— START OF SUPPLIED MATERIAL —

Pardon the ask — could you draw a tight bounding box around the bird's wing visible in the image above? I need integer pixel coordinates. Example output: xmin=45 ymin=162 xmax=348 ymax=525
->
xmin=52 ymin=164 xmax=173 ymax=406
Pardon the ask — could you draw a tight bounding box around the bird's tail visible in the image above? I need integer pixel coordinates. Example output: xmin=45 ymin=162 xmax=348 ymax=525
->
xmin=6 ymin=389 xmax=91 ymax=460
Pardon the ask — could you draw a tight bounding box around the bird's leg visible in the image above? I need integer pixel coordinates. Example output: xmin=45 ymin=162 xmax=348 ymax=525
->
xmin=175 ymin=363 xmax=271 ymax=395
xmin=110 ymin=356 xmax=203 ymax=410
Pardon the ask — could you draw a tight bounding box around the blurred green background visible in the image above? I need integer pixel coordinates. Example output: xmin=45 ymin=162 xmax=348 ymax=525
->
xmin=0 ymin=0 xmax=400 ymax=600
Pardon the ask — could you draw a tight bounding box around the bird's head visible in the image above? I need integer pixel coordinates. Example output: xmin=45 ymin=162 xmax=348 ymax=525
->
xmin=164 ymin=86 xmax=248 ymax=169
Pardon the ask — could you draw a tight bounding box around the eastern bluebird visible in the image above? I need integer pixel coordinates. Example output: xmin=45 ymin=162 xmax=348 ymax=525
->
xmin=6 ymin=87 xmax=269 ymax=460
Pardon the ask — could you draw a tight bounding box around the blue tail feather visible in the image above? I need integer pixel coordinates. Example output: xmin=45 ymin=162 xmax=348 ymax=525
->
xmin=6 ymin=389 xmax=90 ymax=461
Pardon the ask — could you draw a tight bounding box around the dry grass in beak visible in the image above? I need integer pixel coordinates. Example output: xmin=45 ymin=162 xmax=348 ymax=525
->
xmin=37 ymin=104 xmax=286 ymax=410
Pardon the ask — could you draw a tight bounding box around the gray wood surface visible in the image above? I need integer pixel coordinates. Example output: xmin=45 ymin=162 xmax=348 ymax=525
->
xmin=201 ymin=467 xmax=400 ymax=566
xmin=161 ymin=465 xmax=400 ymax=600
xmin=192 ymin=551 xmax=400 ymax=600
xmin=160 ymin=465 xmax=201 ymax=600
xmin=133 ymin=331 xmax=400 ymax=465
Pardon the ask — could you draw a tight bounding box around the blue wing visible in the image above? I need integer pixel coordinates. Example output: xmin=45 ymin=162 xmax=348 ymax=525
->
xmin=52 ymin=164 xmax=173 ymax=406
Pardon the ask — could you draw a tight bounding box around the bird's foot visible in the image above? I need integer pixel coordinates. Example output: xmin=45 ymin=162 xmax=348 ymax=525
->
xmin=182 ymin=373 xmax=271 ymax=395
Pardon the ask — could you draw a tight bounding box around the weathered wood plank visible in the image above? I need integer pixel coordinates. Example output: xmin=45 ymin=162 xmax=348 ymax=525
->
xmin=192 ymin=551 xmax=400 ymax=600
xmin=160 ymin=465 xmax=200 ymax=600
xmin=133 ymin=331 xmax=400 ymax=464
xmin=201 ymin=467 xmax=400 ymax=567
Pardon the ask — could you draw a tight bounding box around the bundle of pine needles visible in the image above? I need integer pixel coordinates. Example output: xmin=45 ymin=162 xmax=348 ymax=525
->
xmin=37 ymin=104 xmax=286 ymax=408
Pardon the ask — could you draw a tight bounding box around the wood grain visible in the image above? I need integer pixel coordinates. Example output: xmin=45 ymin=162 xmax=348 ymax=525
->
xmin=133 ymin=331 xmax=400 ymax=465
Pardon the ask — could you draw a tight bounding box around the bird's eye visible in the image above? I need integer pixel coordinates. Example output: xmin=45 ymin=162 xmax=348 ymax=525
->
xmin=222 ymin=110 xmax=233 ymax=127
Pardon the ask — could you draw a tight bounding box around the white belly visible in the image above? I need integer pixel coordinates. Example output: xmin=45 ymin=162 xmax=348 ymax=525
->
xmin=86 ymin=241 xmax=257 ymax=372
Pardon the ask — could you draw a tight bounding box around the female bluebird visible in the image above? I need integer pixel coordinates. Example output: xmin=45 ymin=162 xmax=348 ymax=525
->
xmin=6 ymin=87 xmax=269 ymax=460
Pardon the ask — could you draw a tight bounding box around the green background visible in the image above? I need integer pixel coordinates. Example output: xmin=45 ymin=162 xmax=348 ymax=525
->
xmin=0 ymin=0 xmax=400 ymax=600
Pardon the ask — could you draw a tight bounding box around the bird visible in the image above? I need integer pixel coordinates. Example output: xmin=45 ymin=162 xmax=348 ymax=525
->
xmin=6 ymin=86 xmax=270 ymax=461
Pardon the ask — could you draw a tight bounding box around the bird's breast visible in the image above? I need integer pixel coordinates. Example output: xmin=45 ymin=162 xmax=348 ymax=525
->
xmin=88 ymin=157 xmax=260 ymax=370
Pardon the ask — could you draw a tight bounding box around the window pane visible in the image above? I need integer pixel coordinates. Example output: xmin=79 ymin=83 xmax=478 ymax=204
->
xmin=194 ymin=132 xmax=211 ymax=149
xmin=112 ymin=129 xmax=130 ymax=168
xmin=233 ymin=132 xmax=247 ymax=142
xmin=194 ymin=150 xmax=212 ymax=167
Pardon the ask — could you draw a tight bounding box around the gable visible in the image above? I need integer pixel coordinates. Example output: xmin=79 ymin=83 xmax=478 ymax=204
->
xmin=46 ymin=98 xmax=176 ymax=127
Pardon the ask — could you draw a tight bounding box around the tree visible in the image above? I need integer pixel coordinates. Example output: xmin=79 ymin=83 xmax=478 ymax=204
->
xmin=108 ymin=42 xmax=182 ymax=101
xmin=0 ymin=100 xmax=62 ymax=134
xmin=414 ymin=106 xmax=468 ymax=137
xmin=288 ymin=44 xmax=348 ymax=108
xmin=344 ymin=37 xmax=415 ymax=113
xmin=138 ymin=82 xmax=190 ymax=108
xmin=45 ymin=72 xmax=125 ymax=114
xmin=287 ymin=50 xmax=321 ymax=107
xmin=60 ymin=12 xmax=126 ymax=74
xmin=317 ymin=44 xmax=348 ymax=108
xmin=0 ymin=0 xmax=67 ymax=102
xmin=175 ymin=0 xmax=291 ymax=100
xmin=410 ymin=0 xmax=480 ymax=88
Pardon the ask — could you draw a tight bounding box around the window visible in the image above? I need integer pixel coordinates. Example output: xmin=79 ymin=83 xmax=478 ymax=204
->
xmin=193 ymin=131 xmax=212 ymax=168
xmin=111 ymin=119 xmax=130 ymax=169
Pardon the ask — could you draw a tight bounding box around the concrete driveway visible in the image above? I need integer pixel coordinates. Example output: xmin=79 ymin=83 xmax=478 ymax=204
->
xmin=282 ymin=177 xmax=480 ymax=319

— END OF SUPPLIED MATERIAL —

Please revise every one of the entries above so that "integer pixel coordinates" becomes "whole-number pixel coordinates", leaving all other wording untouched.

Pardon the ask — could you draw a tight bounding box around the bird's wing visible in the image above? I need whole-number pixel coordinates. Example output: xmin=45 ymin=162 xmax=348 ymax=525
->
xmin=52 ymin=164 xmax=173 ymax=406
Pardon the ask — could you draw a tight bounding box around the bird's tail visible in the image above? I need whole-number pixel coordinates. Example output: xmin=45 ymin=162 xmax=348 ymax=525
->
xmin=6 ymin=389 xmax=91 ymax=460
Pardon the ask — could you draw a tight bounding box around the bird's leg visible in the image above? I need whole-number pixel coordinates. Example output: xmin=45 ymin=162 xmax=348 ymax=525
->
xmin=175 ymin=363 xmax=271 ymax=395
xmin=110 ymin=356 xmax=203 ymax=410
Pardon the ask — could you draw a tight bounding box around the blurred green background visible in the image above? I need whole-number pixel coordinates. Example output: xmin=45 ymin=162 xmax=348 ymax=525
->
xmin=0 ymin=0 xmax=400 ymax=600
Pardon the ask — could you draw a tight bounding box around the bird's head visible in the image above? I need whole-number pixel coordinates. Example output: xmin=45 ymin=162 xmax=348 ymax=525
->
xmin=164 ymin=86 xmax=248 ymax=169
Pardon the ask — could you draw a tight bounding box around the eastern bluebird visible in the image above? I need whole-number pixel coordinates. Example output: xmin=45 ymin=162 xmax=348 ymax=525
->
xmin=6 ymin=87 xmax=269 ymax=460
Pardon the ask — could you draw a tight bounding box around the blue tail feather visible in the image above? I need whole-number pixel coordinates. Example output: xmin=45 ymin=162 xmax=348 ymax=525
->
xmin=6 ymin=389 xmax=90 ymax=461
Pardon the ask — could you draw a tight bounding box around the dry grass in beak visible in the image above? I need whole-number pixel coordinates. Example output: xmin=45 ymin=162 xmax=348 ymax=525
->
xmin=37 ymin=104 xmax=286 ymax=410
Pardon the ask — could you draw a tight bounding box around the gray wood surface visible in the image above? I need whole-number pixel coordinates. Example output: xmin=45 ymin=162 xmax=348 ymax=525
->
xmin=201 ymin=467 xmax=400 ymax=566
xmin=161 ymin=465 xmax=400 ymax=600
xmin=192 ymin=551 xmax=400 ymax=600
xmin=160 ymin=465 xmax=201 ymax=600
xmin=133 ymin=331 xmax=400 ymax=465
Pardon the ask — could you draw a tight bounding box around the blue wing visible in the image above? I need whole-number pixel coordinates. Example output: xmin=45 ymin=162 xmax=348 ymax=525
->
xmin=52 ymin=164 xmax=173 ymax=406
Pardon the ask — could you draw a tight bounding box around the bird's foot visible in the image above? I need whole-number pixel coordinates. Example output: xmin=45 ymin=162 xmax=348 ymax=525
->
xmin=182 ymin=373 xmax=271 ymax=395
Pardon the ask — could you draw a tight bounding box around the weathered wood plank visible in the image above? I need whole-number pixel coordinates. Example output: xmin=45 ymin=162 xmax=348 ymax=525
->
xmin=192 ymin=551 xmax=400 ymax=600
xmin=160 ymin=465 xmax=200 ymax=600
xmin=133 ymin=331 xmax=400 ymax=464
xmin=201 ymin=467 xmax=400 ymax=567
Pardon the ask — could you draw a tight bounding box around the bundle of pine needles visible in the image above? I need whole-number pixel coordinates. Example output: xmin=45 ymin=162 xmax=348 ymax=525
->
xmin=37 ymin=104 xmax=286 ymax=408
Pardon the ask — could you draw a tight bounding box around the wood grain visible in the image above? I need whole-number pixel coordinates. Example output: xmin=45 ymin=162 xmax=348 ymax=525
->
xmin=133 ymin=331 xmax=400 ymax=465
Pardon the ask — could you draw a tight bounding box around the bird's eye visible in the image above? I need whole-number pixel coordinates. Example output: xmin=45 ymin=162 xmax=348 ymax=525
->
xmin=222 ymin=110 xmax=233 ymax=127
Pardon the ask — could you draw a tight bounding box around the white belly visible in the image above? I need whole-number pixel coordinates. Example output: xmin=45 ymin=162 xmax=348 ymax=525
->
xmin=86 ymin=241 xmax=257 ymax=372
Pardon the ask — could you draw a tight bounding box around the female bluebird visible in the image above? I need whole-number pixel coordinates. Example output: xmin=45 ymin=162 xmax=348 ymax=525
->
xmin=6 ymin=87 xmax=269 ymax=460
Pardon the ask — could you draw a tight bounding box around the green background visible in the image above? I need whole-number pixel coordinates. Example output: xmin=45 ymin=162 xmax=348 ymax=525
->
xmin=0 ymin=0 xmax=400 ymax=600
Pardon the ask — could you draw a tight bounding box around the bird visible in the image above? I need whole-number pixel coordinates. Example output: xmin=45 ymin=162 xmax=348 ymax=525
->
xmin=6 ymin=86 xmax=270 ymax=461
Pardon the ask — could you draw a tight bounding box around the bird's breast visible in the image above? I need whole-number pixel coordinates. Example output: xmin=45 ymin=162 xmax=348 ymax=525
->
xmin=88 ymin=157 xmax=260 ymax=370
Pardon the ask — could you draw a tight bounding box around the window pane visible in the image above? I need whole-number pixel coordinates. Example output: xmin=79 ymin=83 xmax=478 ymax=204
->
xmin=194 ymin=132 xmax=211 ymax=149
xmin=112 ymin=129 xmax=130 ymax=168
xmin=233 ymin=132 xmax=247 ymax=142
xmin=194 ymin=150 xmax=212 ymax=167
Pardon the ask — could you draw a tight bounding box around the gable visible in the image above? I need whole-number pixel coordinates. Example output: xmin=79 ymin=83 xmax=478 ymax=204
->
xmin=46 ymin=98 xmax=176 ymax=127
Pardon the ask — could you draw a tight bounding box around the tree visible in the image above? I need whole-number pixel coordinates. Example output: xmin=79 ymin=83 xmax=478 ymax=204
->
xmin=108 ymin=42 xmax=182 ymax=101
xmin=0 ymin=100 xmax=62 ymax=134
xmin=414 ymin=106 xmax=468 ymax=137
xmin=288 ymin=44 xmax=348 ymax=108
xmin=344 ymin=37 xmax=415 ymax=113
xmin=138 ymin=82 xmax=190 ymax=108
xmin=45 ymin=72 xmax=125 ymax=114
xmin=287 ymin=50 xmax=321 ymax=107
xmin=60 ymin=12 xmax=126 ymax=74
xmin=317 ymin=44 xmax=348 ymax=108
xmin=0 ymin=0 xmax=67 ymax=102
xmin=175 ymin=0 xmax=291 ymax=100
xmin=410 ymin=0 xmax=480 ymax=88
Pardon the ask — could you draw a tight bounding box around the window visible in the image above? I need whole-number pixel coordinates. Example output: xmin=79 ymin=83 xmax=478 ymax=204
->
xmin=193 ymin=131 xmax=212 ymax=168
xmin=111 ymin=119 xmax=130 ymax=169
Pardon the ask — could you draw a tight bounding box around the concrete driveway visible in the image above? I need whole-number pixel coordinates. Example output: xmin=79 ymin=83 xmax=478 ymax=204
->
xmin=282 ymin=177 xmax=480 ymax=319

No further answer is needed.